> [Stated task]: Gather every line of the material that contains the string "garage" and copy each one out.

(Location annotation dataset excerpts)

• • • • • • •

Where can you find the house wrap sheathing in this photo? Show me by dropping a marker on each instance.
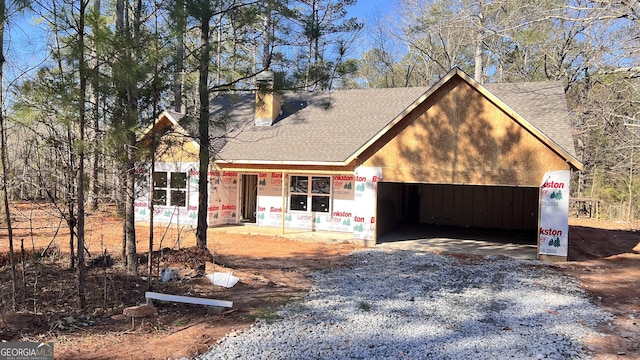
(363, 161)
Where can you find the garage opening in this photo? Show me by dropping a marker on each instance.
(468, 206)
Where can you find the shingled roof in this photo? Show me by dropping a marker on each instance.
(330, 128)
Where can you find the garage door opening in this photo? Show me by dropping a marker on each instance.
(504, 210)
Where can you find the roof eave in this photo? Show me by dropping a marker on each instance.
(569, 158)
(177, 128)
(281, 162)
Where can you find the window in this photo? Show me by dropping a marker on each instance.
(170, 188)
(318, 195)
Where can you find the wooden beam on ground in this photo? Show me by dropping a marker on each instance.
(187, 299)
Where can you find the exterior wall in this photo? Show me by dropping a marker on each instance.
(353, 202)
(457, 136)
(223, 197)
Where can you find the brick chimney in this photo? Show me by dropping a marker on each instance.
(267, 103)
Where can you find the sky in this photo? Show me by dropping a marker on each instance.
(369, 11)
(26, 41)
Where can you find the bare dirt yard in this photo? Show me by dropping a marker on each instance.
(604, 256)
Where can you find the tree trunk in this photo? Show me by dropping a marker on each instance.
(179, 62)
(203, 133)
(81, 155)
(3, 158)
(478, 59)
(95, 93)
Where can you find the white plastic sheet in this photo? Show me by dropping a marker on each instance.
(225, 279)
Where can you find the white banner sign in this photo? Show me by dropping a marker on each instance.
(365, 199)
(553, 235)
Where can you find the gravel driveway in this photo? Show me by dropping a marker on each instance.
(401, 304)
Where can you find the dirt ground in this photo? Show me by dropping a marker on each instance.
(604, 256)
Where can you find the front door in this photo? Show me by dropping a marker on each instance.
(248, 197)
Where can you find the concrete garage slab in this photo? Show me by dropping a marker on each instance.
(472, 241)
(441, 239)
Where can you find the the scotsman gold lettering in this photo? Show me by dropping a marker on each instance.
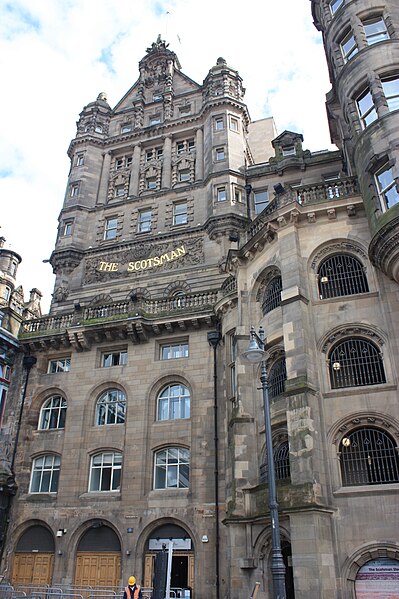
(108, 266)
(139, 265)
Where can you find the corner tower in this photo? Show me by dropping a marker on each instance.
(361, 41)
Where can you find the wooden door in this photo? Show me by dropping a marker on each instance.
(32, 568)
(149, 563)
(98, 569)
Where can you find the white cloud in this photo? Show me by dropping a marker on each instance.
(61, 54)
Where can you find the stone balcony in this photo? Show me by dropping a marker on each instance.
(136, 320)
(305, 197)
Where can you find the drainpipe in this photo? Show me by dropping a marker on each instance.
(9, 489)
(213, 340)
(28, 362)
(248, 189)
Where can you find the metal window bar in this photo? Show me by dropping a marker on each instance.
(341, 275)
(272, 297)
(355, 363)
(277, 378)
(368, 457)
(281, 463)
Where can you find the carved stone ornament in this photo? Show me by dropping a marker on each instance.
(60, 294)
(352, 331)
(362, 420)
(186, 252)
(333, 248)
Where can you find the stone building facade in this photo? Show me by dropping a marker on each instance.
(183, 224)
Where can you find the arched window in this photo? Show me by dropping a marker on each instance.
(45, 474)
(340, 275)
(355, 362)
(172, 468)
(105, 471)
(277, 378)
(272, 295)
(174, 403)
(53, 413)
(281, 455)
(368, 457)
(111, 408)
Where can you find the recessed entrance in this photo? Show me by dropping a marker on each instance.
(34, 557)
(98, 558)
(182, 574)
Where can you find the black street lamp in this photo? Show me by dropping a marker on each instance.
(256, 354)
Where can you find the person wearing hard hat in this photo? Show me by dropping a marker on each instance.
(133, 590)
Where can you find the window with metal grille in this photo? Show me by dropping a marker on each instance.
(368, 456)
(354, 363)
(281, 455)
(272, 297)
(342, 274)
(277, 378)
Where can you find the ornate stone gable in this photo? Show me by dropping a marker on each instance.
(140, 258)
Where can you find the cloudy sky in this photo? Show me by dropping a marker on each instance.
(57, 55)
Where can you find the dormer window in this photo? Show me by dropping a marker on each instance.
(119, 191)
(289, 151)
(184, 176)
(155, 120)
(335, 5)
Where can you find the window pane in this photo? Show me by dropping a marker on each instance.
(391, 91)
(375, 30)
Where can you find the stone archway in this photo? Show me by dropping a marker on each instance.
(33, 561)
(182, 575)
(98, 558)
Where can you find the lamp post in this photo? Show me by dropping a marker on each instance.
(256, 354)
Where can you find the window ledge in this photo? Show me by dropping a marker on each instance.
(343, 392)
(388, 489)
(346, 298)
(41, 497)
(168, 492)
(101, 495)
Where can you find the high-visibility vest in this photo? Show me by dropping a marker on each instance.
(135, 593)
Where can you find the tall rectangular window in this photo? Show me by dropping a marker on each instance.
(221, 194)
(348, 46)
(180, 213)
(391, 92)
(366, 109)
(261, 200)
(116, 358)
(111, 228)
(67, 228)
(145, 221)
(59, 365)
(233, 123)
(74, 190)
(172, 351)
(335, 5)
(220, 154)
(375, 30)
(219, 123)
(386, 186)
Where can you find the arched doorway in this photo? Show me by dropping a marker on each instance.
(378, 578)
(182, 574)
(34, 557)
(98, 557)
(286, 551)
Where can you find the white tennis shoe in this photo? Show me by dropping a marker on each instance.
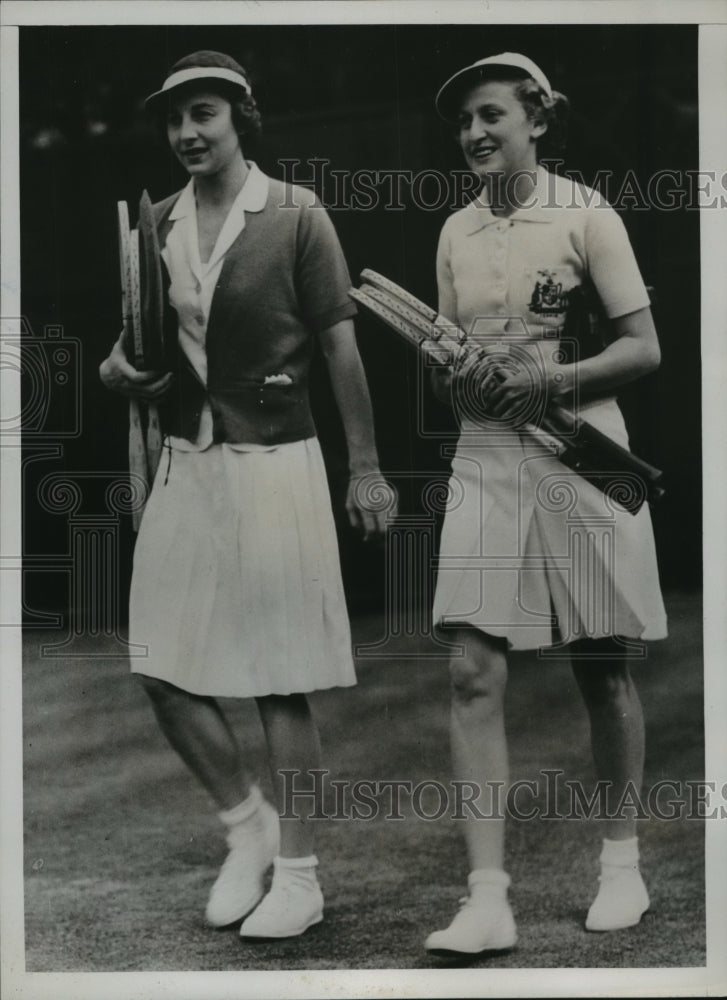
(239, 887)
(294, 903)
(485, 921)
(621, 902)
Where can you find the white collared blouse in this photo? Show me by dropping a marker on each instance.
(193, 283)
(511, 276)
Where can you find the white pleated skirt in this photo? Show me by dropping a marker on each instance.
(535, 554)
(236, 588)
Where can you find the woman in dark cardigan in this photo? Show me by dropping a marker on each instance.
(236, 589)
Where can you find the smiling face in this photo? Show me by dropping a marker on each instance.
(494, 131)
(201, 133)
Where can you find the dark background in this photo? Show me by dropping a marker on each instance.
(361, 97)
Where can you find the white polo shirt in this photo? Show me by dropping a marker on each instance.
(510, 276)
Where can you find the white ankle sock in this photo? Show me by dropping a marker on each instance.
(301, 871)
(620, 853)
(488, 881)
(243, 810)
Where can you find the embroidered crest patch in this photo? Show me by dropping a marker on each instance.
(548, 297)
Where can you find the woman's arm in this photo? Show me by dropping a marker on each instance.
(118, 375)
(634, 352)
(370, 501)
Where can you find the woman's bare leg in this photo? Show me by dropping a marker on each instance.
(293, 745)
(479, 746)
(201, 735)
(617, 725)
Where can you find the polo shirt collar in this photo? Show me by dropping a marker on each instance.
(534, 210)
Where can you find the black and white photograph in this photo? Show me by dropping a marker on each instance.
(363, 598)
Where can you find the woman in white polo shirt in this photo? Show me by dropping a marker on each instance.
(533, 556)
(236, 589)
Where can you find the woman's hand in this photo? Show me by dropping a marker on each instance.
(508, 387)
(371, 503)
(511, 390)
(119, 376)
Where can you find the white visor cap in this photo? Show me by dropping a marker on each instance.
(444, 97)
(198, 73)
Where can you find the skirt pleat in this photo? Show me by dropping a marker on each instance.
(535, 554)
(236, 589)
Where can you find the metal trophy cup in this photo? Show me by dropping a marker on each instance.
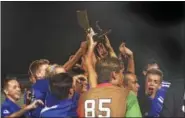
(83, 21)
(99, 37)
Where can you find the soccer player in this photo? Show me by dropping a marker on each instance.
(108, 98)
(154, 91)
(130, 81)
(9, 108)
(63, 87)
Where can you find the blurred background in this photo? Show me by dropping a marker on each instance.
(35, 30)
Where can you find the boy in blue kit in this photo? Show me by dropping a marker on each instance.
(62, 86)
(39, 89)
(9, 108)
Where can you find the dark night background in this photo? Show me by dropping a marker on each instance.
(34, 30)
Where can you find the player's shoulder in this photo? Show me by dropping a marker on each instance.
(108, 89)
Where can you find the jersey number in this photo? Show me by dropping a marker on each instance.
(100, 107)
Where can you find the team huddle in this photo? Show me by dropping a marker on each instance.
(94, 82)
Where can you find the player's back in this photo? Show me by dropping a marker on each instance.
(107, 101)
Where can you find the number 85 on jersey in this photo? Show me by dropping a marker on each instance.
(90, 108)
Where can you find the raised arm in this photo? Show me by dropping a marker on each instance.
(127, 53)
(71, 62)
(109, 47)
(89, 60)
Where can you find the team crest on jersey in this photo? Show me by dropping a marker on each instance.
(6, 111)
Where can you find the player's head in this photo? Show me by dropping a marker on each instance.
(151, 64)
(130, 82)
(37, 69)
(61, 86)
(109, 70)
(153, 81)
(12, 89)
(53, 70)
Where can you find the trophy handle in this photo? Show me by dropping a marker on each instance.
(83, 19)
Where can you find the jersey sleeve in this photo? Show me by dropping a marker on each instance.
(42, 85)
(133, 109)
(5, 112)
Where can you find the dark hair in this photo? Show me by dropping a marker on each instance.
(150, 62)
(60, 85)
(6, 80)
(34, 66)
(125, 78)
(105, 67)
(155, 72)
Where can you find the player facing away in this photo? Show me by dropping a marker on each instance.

• • • • • • •

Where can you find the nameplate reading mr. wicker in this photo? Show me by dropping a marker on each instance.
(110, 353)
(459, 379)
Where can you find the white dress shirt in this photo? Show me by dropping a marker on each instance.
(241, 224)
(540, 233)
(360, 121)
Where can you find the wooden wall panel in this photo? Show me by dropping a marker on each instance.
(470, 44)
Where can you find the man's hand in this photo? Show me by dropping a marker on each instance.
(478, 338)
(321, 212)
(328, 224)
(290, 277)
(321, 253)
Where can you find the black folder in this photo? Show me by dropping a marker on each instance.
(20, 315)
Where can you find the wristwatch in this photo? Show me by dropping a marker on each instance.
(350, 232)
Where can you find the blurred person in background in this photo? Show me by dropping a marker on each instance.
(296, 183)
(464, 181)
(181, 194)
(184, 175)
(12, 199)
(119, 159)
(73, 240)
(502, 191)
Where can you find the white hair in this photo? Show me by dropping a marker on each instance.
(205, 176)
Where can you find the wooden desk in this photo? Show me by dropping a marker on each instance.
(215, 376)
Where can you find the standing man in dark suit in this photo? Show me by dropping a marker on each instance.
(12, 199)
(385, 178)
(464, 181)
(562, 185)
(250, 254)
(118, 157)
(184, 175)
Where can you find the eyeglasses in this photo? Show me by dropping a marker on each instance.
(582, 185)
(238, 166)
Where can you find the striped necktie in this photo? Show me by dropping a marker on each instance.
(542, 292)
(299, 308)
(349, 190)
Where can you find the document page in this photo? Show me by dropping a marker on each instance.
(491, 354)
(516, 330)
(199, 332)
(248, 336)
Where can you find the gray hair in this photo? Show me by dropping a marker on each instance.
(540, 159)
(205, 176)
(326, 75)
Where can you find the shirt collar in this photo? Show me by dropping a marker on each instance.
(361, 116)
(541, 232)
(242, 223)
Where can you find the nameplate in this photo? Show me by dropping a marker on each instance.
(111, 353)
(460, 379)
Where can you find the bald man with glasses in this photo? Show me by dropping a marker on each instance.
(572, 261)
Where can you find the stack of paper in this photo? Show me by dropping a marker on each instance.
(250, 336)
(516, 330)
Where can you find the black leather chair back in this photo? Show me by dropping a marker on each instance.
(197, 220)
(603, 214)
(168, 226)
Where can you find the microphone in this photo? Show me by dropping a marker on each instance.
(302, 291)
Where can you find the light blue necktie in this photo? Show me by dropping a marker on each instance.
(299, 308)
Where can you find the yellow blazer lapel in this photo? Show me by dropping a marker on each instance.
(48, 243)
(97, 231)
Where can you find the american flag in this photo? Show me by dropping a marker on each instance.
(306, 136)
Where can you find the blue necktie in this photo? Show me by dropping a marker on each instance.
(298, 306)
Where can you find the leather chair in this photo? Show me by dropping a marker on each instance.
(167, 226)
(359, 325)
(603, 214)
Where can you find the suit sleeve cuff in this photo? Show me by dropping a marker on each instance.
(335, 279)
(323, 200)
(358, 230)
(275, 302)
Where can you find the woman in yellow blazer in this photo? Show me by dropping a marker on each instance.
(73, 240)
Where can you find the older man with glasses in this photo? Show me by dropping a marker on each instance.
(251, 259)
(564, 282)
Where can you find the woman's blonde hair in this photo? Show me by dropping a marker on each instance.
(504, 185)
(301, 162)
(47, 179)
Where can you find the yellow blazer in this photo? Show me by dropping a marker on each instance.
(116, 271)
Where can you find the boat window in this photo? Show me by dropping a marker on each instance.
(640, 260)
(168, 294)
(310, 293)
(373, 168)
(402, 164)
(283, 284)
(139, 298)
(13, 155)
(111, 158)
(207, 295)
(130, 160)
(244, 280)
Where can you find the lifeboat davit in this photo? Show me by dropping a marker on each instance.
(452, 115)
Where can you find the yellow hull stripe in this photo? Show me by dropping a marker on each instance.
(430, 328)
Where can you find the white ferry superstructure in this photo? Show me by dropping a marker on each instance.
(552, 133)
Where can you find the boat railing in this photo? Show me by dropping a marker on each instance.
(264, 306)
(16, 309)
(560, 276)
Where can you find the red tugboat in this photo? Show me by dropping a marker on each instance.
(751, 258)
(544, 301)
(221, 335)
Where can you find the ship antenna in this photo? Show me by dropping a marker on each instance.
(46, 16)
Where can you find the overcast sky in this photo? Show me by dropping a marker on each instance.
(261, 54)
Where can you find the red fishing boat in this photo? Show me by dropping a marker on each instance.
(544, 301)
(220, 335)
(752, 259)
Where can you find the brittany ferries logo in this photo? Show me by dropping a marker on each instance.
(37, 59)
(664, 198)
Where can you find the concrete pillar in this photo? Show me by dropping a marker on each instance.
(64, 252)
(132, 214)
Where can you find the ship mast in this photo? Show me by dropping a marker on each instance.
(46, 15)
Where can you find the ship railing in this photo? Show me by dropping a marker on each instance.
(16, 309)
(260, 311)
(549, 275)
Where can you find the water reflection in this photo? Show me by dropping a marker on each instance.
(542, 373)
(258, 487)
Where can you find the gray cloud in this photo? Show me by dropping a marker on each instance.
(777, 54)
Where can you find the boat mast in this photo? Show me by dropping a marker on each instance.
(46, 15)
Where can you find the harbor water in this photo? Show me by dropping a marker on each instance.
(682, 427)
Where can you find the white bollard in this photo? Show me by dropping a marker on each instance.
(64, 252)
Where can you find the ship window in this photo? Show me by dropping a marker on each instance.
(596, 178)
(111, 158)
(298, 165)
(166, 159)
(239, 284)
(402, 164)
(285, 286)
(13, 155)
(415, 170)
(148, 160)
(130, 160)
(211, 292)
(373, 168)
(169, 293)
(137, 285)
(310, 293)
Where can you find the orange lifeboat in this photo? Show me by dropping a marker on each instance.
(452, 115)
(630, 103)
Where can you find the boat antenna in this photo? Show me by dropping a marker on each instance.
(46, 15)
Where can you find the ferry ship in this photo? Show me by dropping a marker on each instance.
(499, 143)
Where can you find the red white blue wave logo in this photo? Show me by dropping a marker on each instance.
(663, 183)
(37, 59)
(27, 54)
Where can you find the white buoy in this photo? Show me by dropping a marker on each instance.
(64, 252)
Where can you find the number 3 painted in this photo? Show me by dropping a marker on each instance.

• • • • • • •

> [Task solution]:
Where can you find the garage opening in this photo? Show me by dropping a marker on each instance.
Where can you find the garage door opening in this photo? Show me by dropping a marker on each instance.
Where can you find the concrete garage slab in this photo? Show me by dropping a marker on each instance.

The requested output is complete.